== Items from a data source ==
☆ ☆ ☆ ☆

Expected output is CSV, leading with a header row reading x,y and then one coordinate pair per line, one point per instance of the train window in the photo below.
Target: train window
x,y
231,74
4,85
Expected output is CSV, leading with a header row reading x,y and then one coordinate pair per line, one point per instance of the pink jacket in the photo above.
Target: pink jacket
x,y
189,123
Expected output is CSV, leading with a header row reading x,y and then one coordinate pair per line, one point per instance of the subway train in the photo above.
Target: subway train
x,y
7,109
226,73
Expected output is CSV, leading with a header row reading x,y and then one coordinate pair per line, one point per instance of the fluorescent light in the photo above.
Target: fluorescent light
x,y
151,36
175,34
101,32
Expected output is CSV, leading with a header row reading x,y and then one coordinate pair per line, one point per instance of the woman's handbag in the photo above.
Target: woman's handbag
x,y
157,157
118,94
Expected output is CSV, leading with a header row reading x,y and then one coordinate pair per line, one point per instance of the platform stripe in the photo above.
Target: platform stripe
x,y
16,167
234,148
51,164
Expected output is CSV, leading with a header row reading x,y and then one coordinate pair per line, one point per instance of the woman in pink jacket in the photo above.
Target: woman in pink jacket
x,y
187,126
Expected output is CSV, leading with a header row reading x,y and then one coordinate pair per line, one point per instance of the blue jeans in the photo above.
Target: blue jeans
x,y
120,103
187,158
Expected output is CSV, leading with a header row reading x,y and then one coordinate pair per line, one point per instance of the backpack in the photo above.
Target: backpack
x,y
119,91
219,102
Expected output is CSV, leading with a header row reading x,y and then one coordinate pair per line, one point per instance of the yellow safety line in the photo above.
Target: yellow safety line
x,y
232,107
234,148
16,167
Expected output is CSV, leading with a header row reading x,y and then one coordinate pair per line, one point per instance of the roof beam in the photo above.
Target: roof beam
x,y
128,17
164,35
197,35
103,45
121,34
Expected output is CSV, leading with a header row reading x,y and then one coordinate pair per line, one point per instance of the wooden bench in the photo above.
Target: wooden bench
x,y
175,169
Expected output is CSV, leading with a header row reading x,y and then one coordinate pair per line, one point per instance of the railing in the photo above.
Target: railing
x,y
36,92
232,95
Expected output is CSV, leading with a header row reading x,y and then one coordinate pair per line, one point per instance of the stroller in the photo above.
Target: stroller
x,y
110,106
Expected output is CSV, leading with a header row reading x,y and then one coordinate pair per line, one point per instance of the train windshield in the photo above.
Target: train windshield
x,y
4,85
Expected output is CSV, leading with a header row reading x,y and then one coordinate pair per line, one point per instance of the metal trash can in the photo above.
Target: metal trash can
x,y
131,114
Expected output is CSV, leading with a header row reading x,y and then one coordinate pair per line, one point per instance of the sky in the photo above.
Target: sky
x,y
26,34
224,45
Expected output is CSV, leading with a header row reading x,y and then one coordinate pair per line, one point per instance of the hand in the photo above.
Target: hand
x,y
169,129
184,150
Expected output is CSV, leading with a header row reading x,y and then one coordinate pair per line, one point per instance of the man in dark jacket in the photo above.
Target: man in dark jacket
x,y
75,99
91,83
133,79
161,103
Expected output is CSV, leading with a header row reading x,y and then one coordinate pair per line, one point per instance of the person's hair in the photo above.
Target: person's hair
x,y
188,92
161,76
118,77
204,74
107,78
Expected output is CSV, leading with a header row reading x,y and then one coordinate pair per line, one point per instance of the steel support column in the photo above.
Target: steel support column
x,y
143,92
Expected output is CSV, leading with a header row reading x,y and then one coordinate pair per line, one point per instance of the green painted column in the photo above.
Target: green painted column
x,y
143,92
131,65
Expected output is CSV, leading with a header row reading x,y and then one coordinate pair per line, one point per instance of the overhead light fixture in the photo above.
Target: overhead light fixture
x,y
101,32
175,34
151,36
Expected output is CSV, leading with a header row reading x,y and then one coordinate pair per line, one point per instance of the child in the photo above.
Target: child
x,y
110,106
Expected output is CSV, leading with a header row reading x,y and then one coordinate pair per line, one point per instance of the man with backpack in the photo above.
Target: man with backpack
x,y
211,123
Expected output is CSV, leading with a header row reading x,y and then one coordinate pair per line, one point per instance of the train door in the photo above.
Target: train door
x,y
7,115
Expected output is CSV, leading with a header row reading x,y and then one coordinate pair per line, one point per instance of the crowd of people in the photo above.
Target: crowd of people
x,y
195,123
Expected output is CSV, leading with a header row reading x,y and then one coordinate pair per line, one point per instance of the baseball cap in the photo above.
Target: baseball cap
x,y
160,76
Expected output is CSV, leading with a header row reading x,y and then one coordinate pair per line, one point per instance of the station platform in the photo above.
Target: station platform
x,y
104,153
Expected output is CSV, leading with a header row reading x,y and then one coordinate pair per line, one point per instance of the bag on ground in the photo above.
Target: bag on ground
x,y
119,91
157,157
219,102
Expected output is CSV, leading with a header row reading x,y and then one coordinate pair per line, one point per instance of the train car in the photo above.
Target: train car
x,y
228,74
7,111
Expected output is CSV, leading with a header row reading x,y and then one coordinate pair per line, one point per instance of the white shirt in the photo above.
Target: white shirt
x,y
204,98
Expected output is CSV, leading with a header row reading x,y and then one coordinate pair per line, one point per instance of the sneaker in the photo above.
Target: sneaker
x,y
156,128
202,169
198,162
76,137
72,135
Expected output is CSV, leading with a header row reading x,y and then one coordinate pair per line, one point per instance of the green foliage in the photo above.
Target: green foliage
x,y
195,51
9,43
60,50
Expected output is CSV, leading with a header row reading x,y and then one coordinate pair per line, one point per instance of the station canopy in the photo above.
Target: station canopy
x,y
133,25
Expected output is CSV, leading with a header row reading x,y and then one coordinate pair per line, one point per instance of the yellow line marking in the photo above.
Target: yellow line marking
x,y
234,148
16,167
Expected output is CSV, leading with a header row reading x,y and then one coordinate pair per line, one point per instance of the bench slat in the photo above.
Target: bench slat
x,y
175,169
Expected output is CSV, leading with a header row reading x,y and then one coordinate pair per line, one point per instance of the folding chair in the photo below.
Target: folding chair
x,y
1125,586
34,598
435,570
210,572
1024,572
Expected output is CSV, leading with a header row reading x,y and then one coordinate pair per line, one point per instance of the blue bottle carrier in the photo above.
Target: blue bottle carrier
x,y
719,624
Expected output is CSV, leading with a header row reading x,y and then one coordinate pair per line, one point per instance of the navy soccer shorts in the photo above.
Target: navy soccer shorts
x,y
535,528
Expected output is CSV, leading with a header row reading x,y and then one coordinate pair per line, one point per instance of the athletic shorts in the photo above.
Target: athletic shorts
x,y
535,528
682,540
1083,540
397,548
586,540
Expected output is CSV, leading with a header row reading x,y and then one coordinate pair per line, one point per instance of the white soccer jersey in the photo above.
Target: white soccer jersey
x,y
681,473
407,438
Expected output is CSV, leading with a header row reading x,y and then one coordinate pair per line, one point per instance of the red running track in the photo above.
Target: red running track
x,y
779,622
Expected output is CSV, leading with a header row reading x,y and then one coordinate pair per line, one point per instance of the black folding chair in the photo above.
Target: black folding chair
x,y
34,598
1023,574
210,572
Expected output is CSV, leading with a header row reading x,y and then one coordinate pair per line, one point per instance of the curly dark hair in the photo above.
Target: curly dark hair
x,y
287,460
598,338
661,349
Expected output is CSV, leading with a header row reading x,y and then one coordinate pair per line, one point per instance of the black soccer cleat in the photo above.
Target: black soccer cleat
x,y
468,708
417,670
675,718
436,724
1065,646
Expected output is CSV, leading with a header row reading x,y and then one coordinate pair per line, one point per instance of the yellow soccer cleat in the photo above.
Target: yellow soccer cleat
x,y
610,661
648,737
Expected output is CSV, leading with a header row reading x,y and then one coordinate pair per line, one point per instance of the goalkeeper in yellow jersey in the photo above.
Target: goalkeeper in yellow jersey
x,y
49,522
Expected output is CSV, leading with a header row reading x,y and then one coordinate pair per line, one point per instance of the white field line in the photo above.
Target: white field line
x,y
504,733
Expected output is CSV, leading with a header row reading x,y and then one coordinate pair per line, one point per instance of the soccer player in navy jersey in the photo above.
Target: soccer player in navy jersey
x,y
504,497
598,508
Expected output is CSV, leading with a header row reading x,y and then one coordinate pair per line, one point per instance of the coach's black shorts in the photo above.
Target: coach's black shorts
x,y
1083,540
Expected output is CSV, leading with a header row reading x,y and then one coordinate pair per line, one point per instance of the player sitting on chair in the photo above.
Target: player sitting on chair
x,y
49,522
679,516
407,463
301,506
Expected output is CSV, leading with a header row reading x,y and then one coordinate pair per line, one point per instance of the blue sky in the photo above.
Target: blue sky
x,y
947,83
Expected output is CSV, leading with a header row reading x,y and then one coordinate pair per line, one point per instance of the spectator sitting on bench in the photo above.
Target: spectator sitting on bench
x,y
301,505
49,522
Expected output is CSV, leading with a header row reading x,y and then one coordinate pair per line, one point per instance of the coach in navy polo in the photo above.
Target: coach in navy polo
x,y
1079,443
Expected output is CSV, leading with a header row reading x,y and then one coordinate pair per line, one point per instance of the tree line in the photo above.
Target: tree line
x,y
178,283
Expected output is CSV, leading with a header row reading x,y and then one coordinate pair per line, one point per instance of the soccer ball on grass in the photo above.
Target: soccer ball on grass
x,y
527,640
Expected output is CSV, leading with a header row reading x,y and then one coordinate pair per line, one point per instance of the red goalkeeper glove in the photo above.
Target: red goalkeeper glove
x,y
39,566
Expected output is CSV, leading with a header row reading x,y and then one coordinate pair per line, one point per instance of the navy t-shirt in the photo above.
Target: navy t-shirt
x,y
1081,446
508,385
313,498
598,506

☆ ☆ ☆ ☆

== Aim ==
Give back, exactly as written, the lines from the one with "on chair in the photo above." to the last line.

== The reply ==
Expected output is CSV, leading with a header row reading x,y and then one coordinate pair per line, one point per instance of the player sitting on chair in the photo above.
Target: player sitting on chair
x,y
49,522
679,516
407,463
301,506
Expected output is CSV, leading with a header row reading x,y and then one coordinate pair per line, one point per instance of the blue sky in the photo above.
Target: blue sky
x,y
947,83
Expected output is CSV, leading with a header row reading x,y and then one coordinate pair per line, one point per instance of the spectator sitting on bench in the photo above.
Target: spectator sitting on bench
x,y
301,505
49,522
Expected output is CSV, leading with a header row reading x,y and then one coordinate pair per line, one point per instance of the coach in navy polo in the photo above.
Target: coach in navy polo
x,y
1079,443
Expected output is CSV, leading with a header row reading x,y and then one coordinate pair per line, one point per instance of the tree line in the photo above.
Target: tree line
x,y
178,283
Expected output is CSV, leading with a header row reading x,y and then one coordinate pair per line, one point per instance of the soccer ball on grass in the photo above.
Target: soccer ball on grass
x,y
527,640
Expected output is CSV, leading with a header row reading x,y and then one coordinate pair per line, one point per instance of the red goalkeeper glove in the photo above.
Target: red goalkeeper glove
x,y
39,566
Expected output is CSV, leading with a header row reading x,y and then one coordinate pair per line, one point per instance of the navy t-shirt in the photo above.
Target: navy t-shirt
x,y
1081,446
508,385
313,498
598,506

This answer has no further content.